Object position labeling entries:
---*---

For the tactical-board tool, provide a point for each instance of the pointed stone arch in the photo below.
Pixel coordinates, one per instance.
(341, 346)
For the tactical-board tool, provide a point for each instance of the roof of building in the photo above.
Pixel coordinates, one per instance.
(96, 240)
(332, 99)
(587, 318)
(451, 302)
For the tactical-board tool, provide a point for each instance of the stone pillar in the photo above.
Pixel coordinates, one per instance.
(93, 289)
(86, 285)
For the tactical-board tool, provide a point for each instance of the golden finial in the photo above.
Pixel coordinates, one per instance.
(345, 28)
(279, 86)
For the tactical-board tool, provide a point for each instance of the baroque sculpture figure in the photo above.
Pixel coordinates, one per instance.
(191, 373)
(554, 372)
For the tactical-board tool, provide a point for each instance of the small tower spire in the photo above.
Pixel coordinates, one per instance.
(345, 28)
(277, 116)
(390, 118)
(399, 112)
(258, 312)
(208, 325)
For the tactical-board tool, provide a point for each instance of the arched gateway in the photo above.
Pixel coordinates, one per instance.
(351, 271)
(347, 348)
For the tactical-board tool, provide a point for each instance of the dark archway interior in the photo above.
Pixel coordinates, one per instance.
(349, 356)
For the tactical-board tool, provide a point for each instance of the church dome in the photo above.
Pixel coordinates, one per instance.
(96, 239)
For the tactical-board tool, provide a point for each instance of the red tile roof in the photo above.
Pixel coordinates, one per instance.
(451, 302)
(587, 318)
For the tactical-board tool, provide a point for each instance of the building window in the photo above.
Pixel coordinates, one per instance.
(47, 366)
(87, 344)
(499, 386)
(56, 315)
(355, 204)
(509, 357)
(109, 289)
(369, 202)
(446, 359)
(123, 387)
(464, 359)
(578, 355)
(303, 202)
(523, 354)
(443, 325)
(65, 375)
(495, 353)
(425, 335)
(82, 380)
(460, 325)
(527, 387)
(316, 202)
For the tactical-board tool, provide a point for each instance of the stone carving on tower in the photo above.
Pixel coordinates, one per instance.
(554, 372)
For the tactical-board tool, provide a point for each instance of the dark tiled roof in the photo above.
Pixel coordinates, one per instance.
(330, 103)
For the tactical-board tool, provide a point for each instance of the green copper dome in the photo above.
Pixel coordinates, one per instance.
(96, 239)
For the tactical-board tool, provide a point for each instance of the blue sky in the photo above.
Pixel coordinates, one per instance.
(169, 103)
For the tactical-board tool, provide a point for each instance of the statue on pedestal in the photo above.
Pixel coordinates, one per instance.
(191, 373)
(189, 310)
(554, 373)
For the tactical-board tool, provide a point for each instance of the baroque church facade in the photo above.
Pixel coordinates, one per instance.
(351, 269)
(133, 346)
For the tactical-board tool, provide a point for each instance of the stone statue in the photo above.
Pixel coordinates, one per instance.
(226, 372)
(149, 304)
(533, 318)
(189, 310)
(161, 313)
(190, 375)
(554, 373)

---*---

**TASK DIRECTIONS**
Can you reproduce every entry above word for word, from the first through the last?

**PROBLEM SOLUTION**
For the tactical-board tool, provide a point for each instance of the pointed stone arch in the photo below.
Pixel coordinates, one per instance.
(341, 346)
For the tactical-board tool, provide a point for each instance of the roof of building in the photo above.
Pixel coordinates, one per instance.
(96, 240)
(332, 99)
(587, 318)
(451, 302)
For the tactical-board tool, provide a point for each instance of the stone pillar in the photo above.
Pixel coordinates, one per instance.
(93, 289)
(86, 285)
For the tactical-board tool, provide a point for each instance of the golden finial in the photo above.
Pixel coordinates, one per instance.
(345, 28)
(279, 86)
For the tactical-board tool, provide a point for each instance of the baroque sculpture figure in the photo above.
Pixel coordinates, one per instance.
(191, 373)
(554, 372)
For the tactical-board tool, provide a point for each instance of the small tower spire in the photo above.
Pixel coordinates, one per instance.
(345, 28)
(277, 116)
(390, 118)
(399, 112)
(258, 312)
(208, 325)
For the tactical-board tool, provide a point for each instance of the arched gateway in the photo above.
Pixel coordinates, one per instance.
(351, 271)
(347, 348)
For the tactical-board tool, provide a point for each instance of the dark archway interior in the photo above.
Pixel coordinates, one per instance.
(349, 356)
For the tactical-board tool, provide a point for each instance of the church dome in the photo above.
Pixel coordinates, one per instance.
(96, 239)
For the tactical-board tool, provide a point for each instance of the red tile roof in the photo above.
Pixel coordinates, one per instance.
(451, 302)
(587, 318)
For the tactical-board tool, provide a point for each instance of the building window in the photo above.
Pixel coordinates, one per instance.
(47, 366)
(87, 344)
(499, 386)
(56, 315)
(355, 204)
(509, 357)
(109, 289)
(369, 202)
(446, 359)
(123, 387)
(464, 359)
(578, 355)
(303, 202)
(523, 354)
(443, 325)
(65, 375)
(495, 353)
(425, 335)
(82, 380)
(460, 325)
(527, 387)
(316, 202)
For the tactical-board tool, provide a point for each instance of the stone carving on tower in the photo above.
Pixel coordinates, one per instance.
(554, 372)
For the tactical-board tool, provide a point for each instance of the dark tiled roof in the photo above.
Pixel coordinates, one per instance.
(330, 103)
For the tactical-board tool, provide a point for each instance of the green copper dome in the photo above.
Pixel coordinates, one per instance.
(96, 239)
For the tactical-board tool, provide a point for each instance of the blue sky in the photo above.
Pixel coordinates, one per instance.
(169, 103)
For the tactical-board tool, provide a point for each instance of the statue on pedestal in the photo above.
Pixel coordinates, one per instance.
(191, 373)
(189, 310)
(554, 373)
For the tactical-board tool, provide a point for each instance of the baroque church facade in the photo above.
Pixel coordinates, one per instance.
(351, 269)
(133, 346)
For the tactical-board tool, provide a point for each instance of the stone statue in the photo above.
Pixel coordinates, one per instance.
(226, 372)
(149, 304)
(533, 318)
(189, 310)
(161, 313)
(190, 375)
(554, 373)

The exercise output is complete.